START Input

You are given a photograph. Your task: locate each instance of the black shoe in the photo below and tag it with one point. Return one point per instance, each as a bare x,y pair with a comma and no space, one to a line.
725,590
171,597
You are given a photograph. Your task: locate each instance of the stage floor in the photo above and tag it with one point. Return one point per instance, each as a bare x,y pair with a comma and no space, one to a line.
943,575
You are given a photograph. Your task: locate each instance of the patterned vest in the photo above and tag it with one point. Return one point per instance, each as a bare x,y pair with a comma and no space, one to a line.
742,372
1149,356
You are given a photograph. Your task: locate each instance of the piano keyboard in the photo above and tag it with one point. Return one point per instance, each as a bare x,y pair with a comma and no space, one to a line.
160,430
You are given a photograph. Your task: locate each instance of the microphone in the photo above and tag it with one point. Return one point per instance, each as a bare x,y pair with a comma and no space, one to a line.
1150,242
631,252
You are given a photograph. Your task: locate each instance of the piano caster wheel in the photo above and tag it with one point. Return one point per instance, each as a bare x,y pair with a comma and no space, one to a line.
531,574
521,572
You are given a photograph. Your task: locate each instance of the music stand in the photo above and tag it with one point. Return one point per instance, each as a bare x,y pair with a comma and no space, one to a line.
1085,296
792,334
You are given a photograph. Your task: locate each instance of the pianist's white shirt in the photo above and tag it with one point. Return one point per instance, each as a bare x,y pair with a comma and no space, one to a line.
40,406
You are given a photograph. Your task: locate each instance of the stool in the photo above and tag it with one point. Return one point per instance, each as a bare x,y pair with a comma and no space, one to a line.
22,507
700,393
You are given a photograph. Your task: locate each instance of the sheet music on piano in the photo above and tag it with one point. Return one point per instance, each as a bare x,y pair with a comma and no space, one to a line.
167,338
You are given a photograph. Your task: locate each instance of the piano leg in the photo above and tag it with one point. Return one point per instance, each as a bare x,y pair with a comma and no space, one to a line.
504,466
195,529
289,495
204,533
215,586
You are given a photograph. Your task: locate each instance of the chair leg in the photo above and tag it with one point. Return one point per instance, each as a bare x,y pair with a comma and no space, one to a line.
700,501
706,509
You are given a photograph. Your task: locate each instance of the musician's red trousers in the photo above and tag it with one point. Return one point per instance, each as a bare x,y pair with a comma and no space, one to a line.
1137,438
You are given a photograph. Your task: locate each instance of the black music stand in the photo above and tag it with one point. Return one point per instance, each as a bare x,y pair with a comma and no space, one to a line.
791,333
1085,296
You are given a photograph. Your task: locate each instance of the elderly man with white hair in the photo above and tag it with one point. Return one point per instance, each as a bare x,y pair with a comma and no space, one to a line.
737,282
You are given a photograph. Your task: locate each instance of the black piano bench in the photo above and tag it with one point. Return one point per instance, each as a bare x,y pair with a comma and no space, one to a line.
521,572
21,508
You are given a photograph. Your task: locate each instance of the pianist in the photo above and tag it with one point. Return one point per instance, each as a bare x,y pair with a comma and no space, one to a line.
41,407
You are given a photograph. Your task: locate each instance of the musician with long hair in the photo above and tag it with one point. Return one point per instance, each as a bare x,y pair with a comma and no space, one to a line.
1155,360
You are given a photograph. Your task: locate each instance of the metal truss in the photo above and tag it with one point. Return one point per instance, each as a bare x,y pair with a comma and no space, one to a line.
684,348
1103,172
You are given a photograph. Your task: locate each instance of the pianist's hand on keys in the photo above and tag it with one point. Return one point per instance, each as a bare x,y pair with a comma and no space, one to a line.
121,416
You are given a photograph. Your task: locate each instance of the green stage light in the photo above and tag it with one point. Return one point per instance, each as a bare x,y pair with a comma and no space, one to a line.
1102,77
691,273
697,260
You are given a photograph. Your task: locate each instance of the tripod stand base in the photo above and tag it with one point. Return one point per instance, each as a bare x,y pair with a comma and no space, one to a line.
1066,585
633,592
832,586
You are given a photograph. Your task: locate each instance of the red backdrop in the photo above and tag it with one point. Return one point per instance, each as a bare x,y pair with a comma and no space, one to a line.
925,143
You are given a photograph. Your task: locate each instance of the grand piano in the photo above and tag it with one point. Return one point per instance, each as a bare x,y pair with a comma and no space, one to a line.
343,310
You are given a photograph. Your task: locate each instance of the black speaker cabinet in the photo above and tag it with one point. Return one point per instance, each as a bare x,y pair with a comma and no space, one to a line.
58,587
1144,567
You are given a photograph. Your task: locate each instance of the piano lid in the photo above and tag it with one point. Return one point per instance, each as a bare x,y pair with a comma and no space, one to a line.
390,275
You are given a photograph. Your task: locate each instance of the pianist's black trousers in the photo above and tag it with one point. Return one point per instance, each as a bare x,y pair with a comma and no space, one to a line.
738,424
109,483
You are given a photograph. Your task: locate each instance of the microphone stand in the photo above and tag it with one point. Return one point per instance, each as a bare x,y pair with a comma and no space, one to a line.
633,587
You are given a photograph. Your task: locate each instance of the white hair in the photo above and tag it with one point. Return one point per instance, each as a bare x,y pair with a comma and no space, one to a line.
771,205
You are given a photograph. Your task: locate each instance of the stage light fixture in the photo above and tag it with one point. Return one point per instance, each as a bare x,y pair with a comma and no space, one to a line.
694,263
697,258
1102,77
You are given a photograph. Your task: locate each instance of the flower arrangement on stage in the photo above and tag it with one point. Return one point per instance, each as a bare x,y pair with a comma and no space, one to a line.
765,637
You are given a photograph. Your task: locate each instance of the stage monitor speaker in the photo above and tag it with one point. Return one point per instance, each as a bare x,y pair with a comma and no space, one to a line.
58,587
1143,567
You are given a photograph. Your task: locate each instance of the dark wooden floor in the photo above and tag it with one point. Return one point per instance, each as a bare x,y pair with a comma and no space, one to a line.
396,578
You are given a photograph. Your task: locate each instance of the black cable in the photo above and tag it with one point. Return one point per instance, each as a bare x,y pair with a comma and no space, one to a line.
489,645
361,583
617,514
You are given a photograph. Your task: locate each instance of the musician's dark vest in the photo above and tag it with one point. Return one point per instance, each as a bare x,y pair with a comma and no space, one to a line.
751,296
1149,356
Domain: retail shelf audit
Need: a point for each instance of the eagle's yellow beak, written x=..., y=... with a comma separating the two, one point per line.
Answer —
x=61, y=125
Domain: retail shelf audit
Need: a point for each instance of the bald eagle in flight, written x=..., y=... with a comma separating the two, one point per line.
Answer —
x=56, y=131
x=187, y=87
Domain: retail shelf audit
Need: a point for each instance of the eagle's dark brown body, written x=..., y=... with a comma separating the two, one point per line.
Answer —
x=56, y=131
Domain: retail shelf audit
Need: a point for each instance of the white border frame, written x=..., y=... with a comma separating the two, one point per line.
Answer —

END Input

Exercise -
Without leaving anything out, give the entries again exactly.

Answer to the exercise -
You are given a photograph. Your task: locate each instance of the black shoe in the photo below and tag it with one point. Return one point per instance, each as a bare x,y pair with a comma and no space, one to a line.
725,590
171,597
You are given a photograph. Your task: locate each instance of the stage floor in the photo above and tag it with one point. Return one point per instance, each as a bare x,y pair with a comma and no space, one to a line.
943,575
You are given a photograph. Your task: locate each instance of the patterned vest in the photo above and tag it with one point. Return one point per instance, each as a bare x,y pair with a comma and no space, one to a line.
742,372
1149,356
You are given a photograph. Your task: locate each instance of the piano keyboard in the photo above and tag it with one point. Return one point per instance, each as a bare x,y pair with a comma and no space, one to a line.
160,430
You are given a photograph. Your task: locate each instance of the microphone in the photo above and tag it with one point. Return one point per instance, each as a bare x,y pair with a comma and no space, one to a line.
1150,242
631,252
You are given a photograph. Your task: locate each instance of the piano caster wheel in the photo above and tag it with one point. Return one point per instance, each as a bare x,y pair with a comma and no space, one to a line.
531,574
521,572
You are given a photograph. Your task: locate each instance of the music stand in the photo above and tag it with one point. Return one point per instance, each as a bare x,y pair with a comma and no space, one to a line.
1085,296
792,334
You are given a photograph. Your task: locate each instance of the pianist's white shirt in the photo above and tag it with one point. Return one point per instance, each as a bare x,y pair with a comma and no space, one to a line.
40,406
You are given a photograph. Your task: locate each instance of the stool in the photo above and tag it with one point. Return one point per instance, each as a bare x,y pair with a comma and no space, one to a line.
22,507
700,393
You are given a photograph. Your task: locate each instance of the sheet music on piano in the photo above and tag it with one point. Return one point per instance, each as a bare x,y pair with a comma and no space, one to a line.
167,338
You are given a photograph. Your task: locate each instance of the piano leg in the photo above and tag it with one point. Return one point per instance, each as a bare x,y pair with a comma and no space, one to a line.
504,466
195,529
289,495
204,533
215,586
You are given a photograph. Your task: locate each instance of the chair leg in the photo above and tag it with one point. Return one point per instance, each as a bare x,y pair with a comma and no space, one to a line.
700,501
706,509
You are given a photograph. Your task: locate each instance of the musician's red trousers in the photo above and tag it with one point. Return one point per instance, each as a bare x,y pair with a comma and no space, one to a line.
1137,438
You are given a photograph. Your task: locate each instance of the black music stand in the photo above and tag it with one point. Return one point per instance, each as a bare x,y pair with a comma and no space, one to a line.
791,333
1085,296
You are given a photograph. Your task: locate each instance of the elderly man with white hair in the photo above and tag it with one point. Return one point per instance, each as a bare x,y pair with a comma and no space, one to a line.
737,282
You are given a photograph. Your task: locate each instance of the black piano bench in the photo above and tag it with one point. Return one point per instance, each as a bare x,y pair with a comma and no space, one to a line.
521,572
21,508
You are given a photograph. Your task: locate each instance of the pianist in the photo above and tag it with one point. Return one point per instance, each as a bare x,y pair with a comma and no space, one to a line.
41,407
You are given a photograph. Your task: locate each instance of the musician with long hair in the photo above and tag it with one point. Return one point per instance, each as a bare x,y pair with a comma and no space, one to a line.
1155,360
You are given a photograph. Your task: locate each instance of the metal truss in the photo above and tag it with one point. Return one point per instance, each as a bare x,y pair with a comma and no space, one to a line.
684,348
1103,172
You are given a photograph. Your task: locate each instance of the pianist's hand on keys in the photo above and tag it with one point. Return one point per instance, each as a bare x,y pair with a comma and no space, one to a line.
121,416
You are given a photograph. Your task: locate each instance of the green stage light in the photo above and tag it with one point. Return one point per instance, each as a bare x,y pair with a comma and no space, one to a line.
1102,77
691,273
697,260
You are given a photograph. Your task: locate each instance of the tripod stand base in the photo above and tag it with one point. Return one point per instance, each as a bare x,y pair with a comma and no space, one to a line.
1066,585
633,592
832,586
You are given a photograph. Your task: locate each instance of the red backdrop in the photo above and tag it with one point. Return one point per instance, each as a bare x,y pair with a comma and no space, one to a line.
925,143
You are given a photograph. Your task: locate each instance of the grand piano in the photo above and tag it with one point. Return one point per instance, each as a bare x,y pair with a comma and no space, one to a line.
343,310
You are given a photograph. Your task: locate each instance of the black speaker cabinet in the photo above and tag it with one point. Return one point per instance, each as a bare x,y pair with a comma and no space, one to a line.
58,587
1144,567
You are given a photograph. Your task: locate each instance of the piano lid in the photo above and tag it with one point. Return one point per instance, each as a bare x,y pair with a comma and no space, one to a line.
390,275
You are given a photograph. Your task: locate each instance of the pianist's black trousers in the photo above and tag it with one point. Return one point per instance, each as a bare x,y pair with a comma and no space, one to a line.
738,424
109,483
You are given a photograph. Your task: locate each instance of the microphone stand in the photo above and tag it with one point. Return one point per instance, each as a bare x,y pair with a comma and no space, one to a line.
633,587
You are given a photograph. Your task: locate each instance of the white hair in the photo above and tag it with one point. Return one point per instance, each as a bare x,y pair with a comma and no space, one to a line.
771,205
You are given a photograph. Your task: locate each instance of the stage light fixture in the photo above and tag it with one point. Return one point per instance, each as a bare x,y pair with a comma and no space, one to a line.
694,263
697,258
1102,77
You are given a photograph. Your task: locate each instance of the flower arrangement on stage in the photo above and tag it with one point. Return one point per instance, each as a bare x,y pair with a comma and no space, one to a line.
765,637
You are given a photograph. Your task: locate each instance of the stage monitor speaker in the photo above and tag it with one point. Return one point per instance, each as a bare x,y pair with a comma and no space, one to a line.
58,587
1143,567
You are given a photograph. Your task: locate each instance of the dark wooden floor in the photo above and tag it with one point. Return one point per instance, each as a bare x,y pair with a comma and no space, one to a line.
396,578
You are given a photograph. Your task: locate each instance of the black cable in the photo above and tag it with one point. Return one point per instance, each as a bare x,y pair with a comma and no space, one to a line.
489,645
361,583
617,514
You are given a photograph. Your task: locate each instance of the musician's dark vest in the photo above and tag it with one point. Return one point per instance, each as a bare x,y pair with a comma and no space, one to a line.
751,296
1149,356
Domain: retail shelf audit
Need: a point for each instance of the eagle's yellow beak, written x=..., y=... with a comma separating the two, one point per line.
Answer —
x=61, y=125
Domain: retail shelf audit
Need: a point for each instance of the bald eagle in flight, written x=..., y=... with a comma separating the two, one point per line.
Answer —
x=56, y=131
x=187, y=87
Domain: retail shelf audit
Need: a point for each instance of the eagle's dark brown body, written x=..., y=... with a comma separating the two, one point per line.
Answer —
x=56, y=131
Domain: retail shelf audit
Need: a point for each instance of the white border frame, written x=..., y=... with a comma separating the two, one point per line.
Answer —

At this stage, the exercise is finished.